%%

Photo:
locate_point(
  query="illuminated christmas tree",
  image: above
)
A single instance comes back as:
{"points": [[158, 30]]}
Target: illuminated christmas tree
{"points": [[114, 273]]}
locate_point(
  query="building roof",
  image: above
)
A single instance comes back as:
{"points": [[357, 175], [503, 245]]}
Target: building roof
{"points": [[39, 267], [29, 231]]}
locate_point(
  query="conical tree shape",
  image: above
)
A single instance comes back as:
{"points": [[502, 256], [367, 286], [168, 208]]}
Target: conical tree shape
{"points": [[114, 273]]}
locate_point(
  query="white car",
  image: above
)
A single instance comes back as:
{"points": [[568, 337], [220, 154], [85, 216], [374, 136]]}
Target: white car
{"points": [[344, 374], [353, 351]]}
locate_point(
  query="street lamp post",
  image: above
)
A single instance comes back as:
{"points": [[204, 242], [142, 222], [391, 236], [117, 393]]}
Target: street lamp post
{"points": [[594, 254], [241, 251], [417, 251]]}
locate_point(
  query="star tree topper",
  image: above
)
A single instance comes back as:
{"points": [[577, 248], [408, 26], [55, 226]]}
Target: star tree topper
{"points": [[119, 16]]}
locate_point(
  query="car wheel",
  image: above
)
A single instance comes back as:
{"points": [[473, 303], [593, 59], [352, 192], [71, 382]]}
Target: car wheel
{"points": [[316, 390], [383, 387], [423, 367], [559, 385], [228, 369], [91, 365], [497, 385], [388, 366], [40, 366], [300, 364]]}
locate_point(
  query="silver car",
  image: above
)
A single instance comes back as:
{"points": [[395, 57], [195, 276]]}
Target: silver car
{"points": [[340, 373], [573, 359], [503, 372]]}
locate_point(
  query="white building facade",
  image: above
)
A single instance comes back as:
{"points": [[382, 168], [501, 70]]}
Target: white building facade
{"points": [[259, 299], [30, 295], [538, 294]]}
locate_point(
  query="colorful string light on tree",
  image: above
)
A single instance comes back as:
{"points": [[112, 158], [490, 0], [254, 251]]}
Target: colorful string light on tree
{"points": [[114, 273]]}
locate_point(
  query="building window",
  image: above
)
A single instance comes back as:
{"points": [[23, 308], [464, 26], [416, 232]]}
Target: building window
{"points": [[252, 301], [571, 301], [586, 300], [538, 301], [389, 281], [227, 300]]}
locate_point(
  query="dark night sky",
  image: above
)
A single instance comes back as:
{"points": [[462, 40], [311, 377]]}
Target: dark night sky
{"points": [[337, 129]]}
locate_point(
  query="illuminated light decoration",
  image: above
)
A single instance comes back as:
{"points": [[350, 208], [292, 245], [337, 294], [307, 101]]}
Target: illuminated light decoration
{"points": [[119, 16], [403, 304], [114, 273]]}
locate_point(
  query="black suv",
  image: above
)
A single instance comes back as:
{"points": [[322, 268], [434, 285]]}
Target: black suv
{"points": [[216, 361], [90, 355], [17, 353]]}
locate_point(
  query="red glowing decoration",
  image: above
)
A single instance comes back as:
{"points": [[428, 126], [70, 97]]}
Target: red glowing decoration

%%

(WHAT IS BEING ASKED): Please pull out each line in the entries above that contains the word "facade". Case counts, so match capitalization.

(SOLUTION TO THIS PROBLEM):
  query="white building facade",
Target: white building facade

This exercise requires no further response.